● **THE PROBLEM**:
Please continue the passage on lowering a Medicare premium after a life-changing event, starting after its final sentence.

● **GIVEN PASSAGE**:

Yes. You can apply to Social Security to reduce your Medicare premium in light of changed financial circumstances.
Social Security uses tax information from the year before last — typically the most recent data it has from the IRS — to determine if you are a “higher-income beneficiary.” If so, you will be charged more than the “standard,” or base, premium for Medicare Part B (health insurance) and, if you have it, Part D (prescription drug coverage).
But a lot can happen in the intervening year, so Social Security provides a way to review your premium on the basis of a “life-changing event” that significantly affected your income, such as:
- A marriage, a divorce or the death of a spouse.
- Stopping or reducing work.
- Loss of an income-producing property for reasons beyond your control.
- A major change in or termination of your employer’s pension plan.
- A financial settlement with an employer (due to a company reorganization or bankruptcy, for example) that inflated your income one year but does not reflect your current financial situation.
To request a reduction of your Medicare premium, call 800-772-1213 to schedule an appointment at your local Social Security office or fill out form SSA-44 and submit it to the office by mail or in person. You’ll need to provide a copy of the more recent tax return and evidence of the life-changing event (the SSA-44 includes a checklist of acceptable documentation).

[Items from a dataset]
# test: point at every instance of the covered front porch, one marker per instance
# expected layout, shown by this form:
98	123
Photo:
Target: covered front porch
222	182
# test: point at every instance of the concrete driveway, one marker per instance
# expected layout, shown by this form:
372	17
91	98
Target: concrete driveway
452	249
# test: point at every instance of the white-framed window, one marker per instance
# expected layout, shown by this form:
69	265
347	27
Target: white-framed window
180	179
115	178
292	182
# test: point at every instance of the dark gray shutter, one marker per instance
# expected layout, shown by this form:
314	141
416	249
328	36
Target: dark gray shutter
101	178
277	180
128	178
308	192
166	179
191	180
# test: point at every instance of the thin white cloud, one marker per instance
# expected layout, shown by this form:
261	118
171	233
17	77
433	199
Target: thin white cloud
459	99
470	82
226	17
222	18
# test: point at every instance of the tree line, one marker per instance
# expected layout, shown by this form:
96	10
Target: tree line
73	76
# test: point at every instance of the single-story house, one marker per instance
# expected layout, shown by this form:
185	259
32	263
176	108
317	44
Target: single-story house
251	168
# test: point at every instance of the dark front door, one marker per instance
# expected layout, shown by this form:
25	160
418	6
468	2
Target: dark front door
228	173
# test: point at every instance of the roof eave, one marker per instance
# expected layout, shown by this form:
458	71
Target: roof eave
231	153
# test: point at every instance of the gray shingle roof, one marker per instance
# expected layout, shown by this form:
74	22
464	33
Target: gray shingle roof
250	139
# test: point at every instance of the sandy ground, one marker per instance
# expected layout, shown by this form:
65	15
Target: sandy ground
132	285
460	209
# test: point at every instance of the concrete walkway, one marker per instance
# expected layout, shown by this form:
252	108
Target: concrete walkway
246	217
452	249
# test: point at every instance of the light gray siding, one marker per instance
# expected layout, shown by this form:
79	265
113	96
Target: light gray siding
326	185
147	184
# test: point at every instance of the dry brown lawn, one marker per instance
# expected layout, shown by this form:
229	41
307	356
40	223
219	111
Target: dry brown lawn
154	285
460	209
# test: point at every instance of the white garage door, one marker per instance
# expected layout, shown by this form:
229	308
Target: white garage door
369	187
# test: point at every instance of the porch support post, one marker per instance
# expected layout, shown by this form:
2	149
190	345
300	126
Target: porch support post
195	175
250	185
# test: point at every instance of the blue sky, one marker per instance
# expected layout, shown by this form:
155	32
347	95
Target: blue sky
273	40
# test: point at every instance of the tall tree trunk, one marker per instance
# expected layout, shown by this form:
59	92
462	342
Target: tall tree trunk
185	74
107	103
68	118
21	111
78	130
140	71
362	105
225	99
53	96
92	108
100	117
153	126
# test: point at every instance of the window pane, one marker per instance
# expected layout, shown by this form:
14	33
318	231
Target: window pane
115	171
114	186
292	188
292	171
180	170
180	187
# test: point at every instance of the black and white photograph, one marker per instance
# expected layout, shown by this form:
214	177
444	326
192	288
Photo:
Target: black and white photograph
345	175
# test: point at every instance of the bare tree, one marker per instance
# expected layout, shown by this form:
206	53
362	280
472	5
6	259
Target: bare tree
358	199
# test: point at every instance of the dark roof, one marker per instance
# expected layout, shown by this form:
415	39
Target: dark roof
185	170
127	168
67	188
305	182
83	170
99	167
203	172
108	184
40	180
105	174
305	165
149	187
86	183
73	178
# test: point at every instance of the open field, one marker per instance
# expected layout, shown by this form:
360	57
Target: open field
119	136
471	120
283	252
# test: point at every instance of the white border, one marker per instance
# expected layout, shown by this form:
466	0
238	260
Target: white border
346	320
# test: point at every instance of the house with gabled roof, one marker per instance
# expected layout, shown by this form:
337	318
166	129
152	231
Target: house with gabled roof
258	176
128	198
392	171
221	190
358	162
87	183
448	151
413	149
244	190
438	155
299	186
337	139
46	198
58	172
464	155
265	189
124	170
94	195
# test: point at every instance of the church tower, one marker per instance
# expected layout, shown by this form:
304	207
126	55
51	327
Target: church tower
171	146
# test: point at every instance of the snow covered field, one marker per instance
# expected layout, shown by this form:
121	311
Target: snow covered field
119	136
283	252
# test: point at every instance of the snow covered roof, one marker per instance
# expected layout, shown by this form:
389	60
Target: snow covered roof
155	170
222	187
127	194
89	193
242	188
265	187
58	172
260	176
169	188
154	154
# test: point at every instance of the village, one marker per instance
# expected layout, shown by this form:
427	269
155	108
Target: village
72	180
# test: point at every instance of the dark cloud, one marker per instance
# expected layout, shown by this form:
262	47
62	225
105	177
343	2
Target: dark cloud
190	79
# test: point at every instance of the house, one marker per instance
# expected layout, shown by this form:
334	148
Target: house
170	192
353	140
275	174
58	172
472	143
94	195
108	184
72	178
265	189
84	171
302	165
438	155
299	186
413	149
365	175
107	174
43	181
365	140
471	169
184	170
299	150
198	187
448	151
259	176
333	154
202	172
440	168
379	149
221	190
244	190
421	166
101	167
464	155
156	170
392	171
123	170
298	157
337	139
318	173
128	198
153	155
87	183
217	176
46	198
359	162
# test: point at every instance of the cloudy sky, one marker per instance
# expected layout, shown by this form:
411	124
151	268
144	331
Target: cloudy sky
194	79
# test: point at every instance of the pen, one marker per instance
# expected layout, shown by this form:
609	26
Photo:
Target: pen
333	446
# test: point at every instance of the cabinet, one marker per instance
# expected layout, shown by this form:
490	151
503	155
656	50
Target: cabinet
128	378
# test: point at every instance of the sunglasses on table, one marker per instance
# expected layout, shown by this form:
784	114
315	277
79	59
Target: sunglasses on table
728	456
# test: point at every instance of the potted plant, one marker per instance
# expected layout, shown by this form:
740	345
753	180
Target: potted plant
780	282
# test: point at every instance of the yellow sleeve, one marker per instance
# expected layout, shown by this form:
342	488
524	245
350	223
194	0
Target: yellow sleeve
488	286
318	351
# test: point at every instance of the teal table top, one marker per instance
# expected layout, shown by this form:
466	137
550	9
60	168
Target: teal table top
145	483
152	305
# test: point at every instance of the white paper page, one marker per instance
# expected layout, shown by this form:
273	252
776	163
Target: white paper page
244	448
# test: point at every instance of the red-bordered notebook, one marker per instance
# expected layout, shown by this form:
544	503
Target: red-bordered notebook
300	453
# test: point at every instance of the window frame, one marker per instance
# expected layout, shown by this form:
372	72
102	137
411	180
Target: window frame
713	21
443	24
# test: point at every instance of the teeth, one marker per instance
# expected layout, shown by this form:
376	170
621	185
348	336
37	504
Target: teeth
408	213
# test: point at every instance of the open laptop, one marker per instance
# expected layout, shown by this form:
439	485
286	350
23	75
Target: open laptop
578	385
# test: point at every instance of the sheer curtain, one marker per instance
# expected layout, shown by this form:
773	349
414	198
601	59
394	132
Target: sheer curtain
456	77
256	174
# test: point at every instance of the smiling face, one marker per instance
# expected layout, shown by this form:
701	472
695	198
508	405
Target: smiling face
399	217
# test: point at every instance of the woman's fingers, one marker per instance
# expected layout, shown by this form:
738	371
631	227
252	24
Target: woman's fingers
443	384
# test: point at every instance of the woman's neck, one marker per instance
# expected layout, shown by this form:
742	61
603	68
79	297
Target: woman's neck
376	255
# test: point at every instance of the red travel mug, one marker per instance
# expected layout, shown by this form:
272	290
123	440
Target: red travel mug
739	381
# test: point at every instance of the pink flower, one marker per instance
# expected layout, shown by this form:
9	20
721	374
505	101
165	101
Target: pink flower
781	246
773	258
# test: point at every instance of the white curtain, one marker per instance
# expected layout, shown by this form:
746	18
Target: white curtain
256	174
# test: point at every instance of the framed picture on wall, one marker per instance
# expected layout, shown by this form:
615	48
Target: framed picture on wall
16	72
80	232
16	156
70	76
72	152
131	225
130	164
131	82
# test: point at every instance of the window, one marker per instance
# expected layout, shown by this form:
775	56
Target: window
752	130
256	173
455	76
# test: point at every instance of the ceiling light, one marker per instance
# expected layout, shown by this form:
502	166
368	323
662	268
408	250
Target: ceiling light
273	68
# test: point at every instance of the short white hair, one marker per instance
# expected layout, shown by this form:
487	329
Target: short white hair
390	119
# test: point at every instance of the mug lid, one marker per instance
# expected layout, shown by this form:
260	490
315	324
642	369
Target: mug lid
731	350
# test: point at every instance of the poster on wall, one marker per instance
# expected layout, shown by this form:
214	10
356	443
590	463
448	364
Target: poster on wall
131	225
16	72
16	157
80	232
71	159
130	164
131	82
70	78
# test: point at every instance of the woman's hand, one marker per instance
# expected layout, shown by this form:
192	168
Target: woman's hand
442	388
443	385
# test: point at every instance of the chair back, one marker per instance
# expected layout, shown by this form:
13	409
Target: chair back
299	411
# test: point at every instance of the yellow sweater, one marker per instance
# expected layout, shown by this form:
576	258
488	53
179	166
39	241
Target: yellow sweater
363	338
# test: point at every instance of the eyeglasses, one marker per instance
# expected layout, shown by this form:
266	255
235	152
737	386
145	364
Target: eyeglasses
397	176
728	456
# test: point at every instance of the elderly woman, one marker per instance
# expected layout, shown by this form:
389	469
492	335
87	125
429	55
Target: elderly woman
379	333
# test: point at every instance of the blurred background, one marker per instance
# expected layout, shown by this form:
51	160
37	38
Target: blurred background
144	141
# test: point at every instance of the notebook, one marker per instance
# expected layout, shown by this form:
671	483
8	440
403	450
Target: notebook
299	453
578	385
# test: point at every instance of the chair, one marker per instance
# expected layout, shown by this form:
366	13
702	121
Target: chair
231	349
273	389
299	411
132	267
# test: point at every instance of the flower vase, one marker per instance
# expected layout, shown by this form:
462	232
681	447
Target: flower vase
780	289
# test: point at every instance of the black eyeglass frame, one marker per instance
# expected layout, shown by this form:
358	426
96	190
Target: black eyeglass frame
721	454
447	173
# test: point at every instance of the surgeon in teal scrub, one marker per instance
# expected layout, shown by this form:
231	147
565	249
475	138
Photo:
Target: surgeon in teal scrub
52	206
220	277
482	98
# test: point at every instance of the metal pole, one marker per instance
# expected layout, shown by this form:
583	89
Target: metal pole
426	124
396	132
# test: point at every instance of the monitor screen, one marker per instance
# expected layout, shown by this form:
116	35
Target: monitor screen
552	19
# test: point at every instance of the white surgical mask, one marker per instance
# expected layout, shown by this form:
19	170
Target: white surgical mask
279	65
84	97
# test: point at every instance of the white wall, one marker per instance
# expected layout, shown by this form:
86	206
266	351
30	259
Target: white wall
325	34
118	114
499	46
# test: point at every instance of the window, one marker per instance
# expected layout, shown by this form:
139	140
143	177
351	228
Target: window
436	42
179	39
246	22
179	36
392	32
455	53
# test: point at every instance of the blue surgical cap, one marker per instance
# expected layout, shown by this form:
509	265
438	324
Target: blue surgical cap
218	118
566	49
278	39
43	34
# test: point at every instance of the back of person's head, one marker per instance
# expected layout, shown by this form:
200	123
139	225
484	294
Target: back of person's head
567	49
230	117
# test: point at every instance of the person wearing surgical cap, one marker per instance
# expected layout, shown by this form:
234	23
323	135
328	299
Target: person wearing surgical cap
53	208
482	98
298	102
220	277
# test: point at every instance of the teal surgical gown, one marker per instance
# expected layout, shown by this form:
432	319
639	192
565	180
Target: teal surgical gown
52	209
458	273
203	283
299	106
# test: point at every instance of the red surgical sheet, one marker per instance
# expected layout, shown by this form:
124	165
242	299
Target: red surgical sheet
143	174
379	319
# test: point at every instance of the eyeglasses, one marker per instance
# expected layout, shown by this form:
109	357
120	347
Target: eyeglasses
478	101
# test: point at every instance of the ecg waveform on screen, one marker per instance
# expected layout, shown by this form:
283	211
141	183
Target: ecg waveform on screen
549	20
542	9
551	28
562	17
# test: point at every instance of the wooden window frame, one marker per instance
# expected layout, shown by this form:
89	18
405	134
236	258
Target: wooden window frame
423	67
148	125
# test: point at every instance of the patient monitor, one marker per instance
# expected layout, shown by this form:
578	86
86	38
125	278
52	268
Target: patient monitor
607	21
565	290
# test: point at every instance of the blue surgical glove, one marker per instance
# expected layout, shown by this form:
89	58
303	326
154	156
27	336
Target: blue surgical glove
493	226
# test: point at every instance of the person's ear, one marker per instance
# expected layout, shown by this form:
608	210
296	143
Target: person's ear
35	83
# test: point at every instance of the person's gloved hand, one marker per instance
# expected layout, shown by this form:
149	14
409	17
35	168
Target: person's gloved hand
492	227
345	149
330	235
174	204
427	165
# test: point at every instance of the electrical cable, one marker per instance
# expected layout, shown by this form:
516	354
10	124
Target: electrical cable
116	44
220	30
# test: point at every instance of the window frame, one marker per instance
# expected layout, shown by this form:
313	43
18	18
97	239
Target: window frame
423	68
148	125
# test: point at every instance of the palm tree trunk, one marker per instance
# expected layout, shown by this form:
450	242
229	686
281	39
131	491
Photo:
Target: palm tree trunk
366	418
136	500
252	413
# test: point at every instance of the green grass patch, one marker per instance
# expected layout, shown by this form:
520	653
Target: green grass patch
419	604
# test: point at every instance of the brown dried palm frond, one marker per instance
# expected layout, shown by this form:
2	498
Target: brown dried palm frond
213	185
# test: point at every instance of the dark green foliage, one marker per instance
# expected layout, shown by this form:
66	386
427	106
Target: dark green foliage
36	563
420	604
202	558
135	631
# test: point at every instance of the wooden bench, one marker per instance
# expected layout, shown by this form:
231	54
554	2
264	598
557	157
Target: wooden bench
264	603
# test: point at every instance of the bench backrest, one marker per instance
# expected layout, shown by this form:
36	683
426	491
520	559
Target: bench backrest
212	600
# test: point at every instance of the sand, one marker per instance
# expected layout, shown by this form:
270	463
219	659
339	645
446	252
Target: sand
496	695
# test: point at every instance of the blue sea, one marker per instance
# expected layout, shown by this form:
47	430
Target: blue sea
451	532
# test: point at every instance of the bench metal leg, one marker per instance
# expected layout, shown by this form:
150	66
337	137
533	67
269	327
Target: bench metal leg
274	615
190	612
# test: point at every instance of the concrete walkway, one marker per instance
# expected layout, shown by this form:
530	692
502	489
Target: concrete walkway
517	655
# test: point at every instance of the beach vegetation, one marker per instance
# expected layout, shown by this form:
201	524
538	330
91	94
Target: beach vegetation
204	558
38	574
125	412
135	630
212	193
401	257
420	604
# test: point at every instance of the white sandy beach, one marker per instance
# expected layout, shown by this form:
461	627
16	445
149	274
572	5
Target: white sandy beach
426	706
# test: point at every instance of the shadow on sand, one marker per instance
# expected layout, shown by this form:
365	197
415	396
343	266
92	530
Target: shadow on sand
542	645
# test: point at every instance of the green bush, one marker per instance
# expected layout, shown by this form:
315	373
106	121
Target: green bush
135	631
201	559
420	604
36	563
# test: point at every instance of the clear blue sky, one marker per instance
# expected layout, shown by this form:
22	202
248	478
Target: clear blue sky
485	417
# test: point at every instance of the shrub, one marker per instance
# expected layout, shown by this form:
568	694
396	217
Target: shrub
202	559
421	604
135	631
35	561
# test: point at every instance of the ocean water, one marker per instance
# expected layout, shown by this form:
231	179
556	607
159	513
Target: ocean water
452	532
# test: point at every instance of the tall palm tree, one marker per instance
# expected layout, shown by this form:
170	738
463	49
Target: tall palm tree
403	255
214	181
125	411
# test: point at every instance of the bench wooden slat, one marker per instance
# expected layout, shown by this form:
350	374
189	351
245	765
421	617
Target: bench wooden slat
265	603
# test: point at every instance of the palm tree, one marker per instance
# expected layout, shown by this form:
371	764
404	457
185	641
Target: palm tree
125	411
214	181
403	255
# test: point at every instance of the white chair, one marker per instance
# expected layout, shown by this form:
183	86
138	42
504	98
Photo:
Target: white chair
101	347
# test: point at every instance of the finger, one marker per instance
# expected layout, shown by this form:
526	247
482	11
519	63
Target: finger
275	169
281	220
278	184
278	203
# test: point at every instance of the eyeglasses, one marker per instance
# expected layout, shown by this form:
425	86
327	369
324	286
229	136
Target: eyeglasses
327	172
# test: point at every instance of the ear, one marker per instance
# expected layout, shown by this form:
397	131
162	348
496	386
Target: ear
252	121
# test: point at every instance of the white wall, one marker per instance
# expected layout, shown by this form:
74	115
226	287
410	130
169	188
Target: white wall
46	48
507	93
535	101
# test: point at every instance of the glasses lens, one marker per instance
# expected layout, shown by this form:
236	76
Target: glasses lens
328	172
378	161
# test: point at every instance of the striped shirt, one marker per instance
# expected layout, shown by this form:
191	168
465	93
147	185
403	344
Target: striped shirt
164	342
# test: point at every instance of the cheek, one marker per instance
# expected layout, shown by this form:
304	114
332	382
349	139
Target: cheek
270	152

● **RESPONSE TO THE TASK**:
[Editor’s note: Local Social Security offices are currently closed to walk-in visits due to the COVID-19 pandemic. Many Social Security services are available online and by phone. If you have a "dire need situation" regarding your benefits or need to update information attached to your Social Security number, such as your name or citizenship status, you may be able to schedule an in-person appointment. See Social Security's coronavirus page or call your local office for more information.]
Keep in mind
- Standard Medicare premiums can, and typically do, go up from year to year.
- Increases from the standard premium, which is $170.10 a month in 2022, start with incomes above $91,000 for an individual and $182,000 for a couple who file taxes jointly.